*REQUISITI DEL COMPITO*
Raccogli ogni riga delle voci qui sotto in cui compare la parola "stripe". Le maiuscole e le minuscole contano.

*VOCI REGISTRATE*
· · · · · · ·

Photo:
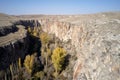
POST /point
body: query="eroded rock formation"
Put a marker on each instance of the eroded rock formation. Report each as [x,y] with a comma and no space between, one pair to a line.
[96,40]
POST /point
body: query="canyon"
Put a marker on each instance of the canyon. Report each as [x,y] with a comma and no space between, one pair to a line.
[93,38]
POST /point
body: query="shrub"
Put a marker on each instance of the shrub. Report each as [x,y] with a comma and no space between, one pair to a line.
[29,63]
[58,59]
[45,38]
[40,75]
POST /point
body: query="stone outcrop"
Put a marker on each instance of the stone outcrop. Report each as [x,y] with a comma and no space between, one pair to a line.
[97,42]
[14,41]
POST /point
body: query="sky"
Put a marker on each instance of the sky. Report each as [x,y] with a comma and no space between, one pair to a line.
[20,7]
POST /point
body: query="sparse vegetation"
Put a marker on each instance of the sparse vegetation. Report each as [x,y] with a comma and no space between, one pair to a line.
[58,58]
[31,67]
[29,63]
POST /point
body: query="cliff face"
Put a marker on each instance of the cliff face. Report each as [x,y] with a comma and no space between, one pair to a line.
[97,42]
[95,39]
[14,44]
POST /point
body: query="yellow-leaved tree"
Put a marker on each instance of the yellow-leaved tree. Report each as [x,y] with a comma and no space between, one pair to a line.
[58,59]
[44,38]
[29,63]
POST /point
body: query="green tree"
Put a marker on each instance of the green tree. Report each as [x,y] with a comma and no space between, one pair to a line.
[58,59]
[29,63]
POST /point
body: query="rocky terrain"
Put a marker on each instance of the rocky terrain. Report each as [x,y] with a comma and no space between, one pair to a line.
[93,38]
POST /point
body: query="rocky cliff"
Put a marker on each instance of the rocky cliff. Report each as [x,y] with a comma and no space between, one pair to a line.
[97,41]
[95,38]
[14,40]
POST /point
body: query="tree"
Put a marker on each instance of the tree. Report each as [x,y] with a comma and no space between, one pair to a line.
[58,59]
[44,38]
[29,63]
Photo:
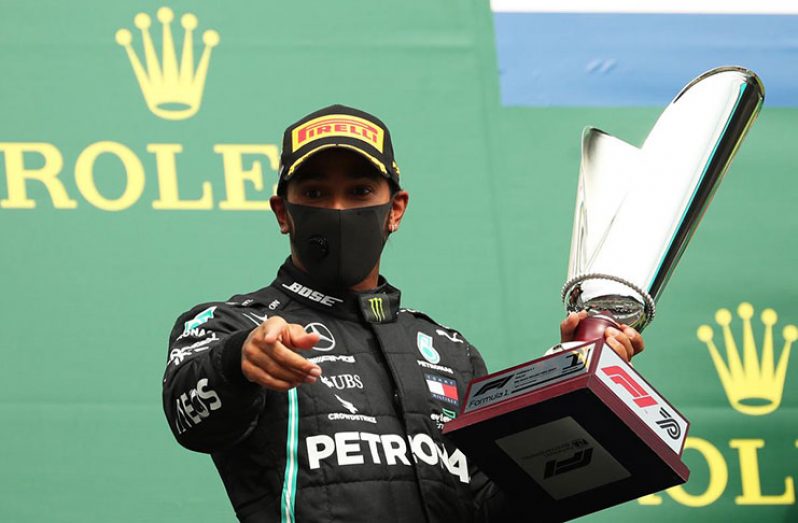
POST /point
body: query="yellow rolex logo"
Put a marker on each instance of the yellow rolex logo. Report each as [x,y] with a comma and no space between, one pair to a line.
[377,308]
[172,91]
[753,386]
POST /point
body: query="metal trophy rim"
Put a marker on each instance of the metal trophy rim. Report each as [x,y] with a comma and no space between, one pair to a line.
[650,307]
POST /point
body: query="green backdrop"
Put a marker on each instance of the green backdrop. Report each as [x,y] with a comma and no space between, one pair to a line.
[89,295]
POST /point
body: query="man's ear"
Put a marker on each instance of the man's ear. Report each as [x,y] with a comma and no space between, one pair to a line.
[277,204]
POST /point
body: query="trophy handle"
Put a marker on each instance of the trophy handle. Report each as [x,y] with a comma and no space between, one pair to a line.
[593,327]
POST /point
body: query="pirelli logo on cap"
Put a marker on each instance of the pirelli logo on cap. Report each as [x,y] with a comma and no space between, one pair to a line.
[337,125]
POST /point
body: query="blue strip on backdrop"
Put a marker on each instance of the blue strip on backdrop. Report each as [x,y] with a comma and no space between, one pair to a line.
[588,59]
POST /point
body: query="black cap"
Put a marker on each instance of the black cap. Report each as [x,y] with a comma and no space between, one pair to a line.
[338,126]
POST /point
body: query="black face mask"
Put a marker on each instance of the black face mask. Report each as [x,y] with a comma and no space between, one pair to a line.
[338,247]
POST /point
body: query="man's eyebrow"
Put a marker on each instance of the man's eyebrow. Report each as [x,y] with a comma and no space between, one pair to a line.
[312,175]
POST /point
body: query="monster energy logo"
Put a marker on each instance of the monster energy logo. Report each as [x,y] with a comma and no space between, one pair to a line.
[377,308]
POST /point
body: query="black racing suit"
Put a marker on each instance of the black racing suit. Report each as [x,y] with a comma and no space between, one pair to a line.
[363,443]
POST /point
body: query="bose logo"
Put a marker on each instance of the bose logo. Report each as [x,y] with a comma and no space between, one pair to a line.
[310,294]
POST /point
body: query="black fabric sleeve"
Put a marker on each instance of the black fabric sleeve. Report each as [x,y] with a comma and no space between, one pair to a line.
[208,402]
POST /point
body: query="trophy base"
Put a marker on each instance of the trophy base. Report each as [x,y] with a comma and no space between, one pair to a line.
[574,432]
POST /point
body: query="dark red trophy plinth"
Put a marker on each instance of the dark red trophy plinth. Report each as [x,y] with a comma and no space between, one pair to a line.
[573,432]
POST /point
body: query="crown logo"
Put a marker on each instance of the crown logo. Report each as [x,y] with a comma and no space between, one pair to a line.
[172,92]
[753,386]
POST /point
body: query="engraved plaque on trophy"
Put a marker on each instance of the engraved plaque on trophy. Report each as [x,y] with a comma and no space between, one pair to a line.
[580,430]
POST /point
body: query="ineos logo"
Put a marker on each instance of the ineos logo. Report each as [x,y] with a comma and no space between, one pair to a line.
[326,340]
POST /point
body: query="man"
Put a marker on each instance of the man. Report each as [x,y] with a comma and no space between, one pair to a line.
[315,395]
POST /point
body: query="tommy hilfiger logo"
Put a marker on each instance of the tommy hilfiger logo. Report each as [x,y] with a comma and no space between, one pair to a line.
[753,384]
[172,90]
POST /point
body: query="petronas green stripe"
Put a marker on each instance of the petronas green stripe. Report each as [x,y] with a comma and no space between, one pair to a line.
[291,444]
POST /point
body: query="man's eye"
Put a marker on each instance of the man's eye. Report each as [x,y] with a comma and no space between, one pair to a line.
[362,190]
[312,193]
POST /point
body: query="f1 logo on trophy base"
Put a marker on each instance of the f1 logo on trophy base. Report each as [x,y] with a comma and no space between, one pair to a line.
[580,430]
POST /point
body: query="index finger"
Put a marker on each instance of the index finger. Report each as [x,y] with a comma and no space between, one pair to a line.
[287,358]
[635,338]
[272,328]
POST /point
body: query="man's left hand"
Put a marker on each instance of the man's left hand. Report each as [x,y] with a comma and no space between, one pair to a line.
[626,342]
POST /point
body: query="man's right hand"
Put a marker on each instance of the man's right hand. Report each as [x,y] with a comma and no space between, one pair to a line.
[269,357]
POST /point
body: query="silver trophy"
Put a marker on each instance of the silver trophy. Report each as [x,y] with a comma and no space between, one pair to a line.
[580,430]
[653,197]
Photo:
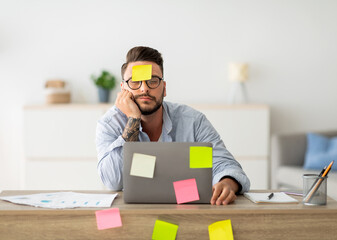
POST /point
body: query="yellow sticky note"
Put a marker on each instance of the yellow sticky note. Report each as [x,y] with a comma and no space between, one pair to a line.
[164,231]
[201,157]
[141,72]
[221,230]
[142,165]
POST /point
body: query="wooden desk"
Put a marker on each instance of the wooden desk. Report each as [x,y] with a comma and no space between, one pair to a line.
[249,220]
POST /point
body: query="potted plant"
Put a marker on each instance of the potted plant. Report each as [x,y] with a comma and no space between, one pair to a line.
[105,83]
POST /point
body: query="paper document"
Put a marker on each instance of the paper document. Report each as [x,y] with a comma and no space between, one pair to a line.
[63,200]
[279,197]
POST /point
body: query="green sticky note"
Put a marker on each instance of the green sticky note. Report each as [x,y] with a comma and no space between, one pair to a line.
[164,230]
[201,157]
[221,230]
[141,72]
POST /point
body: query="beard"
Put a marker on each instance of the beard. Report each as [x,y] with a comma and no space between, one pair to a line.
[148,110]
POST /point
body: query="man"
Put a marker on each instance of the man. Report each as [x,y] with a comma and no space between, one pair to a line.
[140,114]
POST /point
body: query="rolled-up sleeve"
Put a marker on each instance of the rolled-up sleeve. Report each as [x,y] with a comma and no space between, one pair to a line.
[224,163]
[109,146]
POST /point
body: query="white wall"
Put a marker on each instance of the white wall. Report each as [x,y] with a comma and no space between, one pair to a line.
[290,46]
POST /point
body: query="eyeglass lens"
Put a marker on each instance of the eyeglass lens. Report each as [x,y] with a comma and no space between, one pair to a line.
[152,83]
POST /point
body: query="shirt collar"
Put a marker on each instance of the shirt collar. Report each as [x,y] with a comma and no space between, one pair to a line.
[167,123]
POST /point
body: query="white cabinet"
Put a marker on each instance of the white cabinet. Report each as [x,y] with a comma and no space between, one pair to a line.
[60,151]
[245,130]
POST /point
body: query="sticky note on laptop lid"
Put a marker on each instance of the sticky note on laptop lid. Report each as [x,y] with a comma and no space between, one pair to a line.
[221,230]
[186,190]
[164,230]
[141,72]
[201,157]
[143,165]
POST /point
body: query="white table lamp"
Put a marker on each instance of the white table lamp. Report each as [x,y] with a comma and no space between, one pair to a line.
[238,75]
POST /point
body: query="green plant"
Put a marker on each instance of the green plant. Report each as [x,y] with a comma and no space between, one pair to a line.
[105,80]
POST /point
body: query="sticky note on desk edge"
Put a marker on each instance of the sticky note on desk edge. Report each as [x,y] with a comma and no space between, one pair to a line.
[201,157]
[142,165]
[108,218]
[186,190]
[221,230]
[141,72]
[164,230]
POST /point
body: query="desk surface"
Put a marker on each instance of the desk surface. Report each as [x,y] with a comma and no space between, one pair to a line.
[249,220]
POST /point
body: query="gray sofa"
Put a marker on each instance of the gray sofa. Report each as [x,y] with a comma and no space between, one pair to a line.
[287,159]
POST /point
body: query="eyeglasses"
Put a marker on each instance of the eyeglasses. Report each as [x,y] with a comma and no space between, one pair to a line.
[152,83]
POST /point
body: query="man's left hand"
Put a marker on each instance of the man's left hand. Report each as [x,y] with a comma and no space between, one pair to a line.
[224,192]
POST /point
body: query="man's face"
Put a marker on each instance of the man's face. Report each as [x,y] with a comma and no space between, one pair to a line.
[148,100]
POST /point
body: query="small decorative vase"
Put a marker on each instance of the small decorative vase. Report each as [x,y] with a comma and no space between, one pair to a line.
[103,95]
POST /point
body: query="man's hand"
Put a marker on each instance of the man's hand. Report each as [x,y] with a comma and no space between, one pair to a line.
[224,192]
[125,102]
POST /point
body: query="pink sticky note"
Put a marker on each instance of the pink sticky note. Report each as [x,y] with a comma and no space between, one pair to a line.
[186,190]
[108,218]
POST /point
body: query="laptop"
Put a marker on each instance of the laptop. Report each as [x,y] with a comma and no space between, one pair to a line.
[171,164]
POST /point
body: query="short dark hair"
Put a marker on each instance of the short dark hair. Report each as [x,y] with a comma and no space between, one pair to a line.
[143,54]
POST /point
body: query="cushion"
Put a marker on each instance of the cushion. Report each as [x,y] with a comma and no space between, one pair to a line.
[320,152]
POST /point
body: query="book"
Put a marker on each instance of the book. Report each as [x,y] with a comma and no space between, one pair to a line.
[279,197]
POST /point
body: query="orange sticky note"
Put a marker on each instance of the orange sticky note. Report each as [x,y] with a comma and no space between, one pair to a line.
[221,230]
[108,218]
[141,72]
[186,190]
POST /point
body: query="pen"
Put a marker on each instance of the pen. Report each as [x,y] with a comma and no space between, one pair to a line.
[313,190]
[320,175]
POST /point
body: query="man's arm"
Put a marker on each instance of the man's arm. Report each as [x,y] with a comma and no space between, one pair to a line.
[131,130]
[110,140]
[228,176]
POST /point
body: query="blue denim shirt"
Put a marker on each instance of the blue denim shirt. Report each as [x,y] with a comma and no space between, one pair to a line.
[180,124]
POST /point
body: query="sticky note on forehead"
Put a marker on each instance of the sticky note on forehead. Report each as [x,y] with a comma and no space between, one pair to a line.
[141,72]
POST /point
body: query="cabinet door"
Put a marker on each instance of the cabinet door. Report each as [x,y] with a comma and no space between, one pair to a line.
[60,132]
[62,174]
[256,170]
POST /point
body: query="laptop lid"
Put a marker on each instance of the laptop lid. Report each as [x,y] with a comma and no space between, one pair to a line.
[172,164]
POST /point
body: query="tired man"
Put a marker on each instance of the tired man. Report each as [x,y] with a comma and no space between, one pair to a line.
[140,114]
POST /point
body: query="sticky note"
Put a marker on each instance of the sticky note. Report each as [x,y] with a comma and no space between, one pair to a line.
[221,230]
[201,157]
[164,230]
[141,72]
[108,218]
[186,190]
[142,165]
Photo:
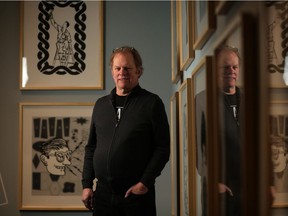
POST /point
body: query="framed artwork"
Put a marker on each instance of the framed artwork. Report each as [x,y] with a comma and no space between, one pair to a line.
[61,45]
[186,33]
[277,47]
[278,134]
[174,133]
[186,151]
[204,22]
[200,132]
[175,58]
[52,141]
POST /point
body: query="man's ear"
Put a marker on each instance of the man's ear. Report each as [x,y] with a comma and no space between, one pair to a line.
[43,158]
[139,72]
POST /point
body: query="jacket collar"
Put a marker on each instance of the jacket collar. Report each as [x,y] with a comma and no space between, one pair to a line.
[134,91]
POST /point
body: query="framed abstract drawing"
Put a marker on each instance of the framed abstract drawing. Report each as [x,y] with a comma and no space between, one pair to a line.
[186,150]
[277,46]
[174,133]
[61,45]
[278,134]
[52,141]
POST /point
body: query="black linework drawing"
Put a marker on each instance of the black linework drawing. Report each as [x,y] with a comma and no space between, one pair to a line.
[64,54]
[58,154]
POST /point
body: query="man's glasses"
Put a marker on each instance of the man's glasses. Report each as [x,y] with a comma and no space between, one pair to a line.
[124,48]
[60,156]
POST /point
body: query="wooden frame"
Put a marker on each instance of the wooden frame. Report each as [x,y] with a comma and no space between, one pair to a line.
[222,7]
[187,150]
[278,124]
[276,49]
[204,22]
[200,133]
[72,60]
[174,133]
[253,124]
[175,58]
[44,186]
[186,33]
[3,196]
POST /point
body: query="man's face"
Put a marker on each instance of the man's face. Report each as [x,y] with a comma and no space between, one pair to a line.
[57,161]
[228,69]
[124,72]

· · · · · · ·

*RISULTATO DELL'ESERCIZIO*
body: query="petronas green stripe"
Put a marker on each instance of the petronas green stripe. Report each as [x,y] with a comma and no space between, one pair to a line.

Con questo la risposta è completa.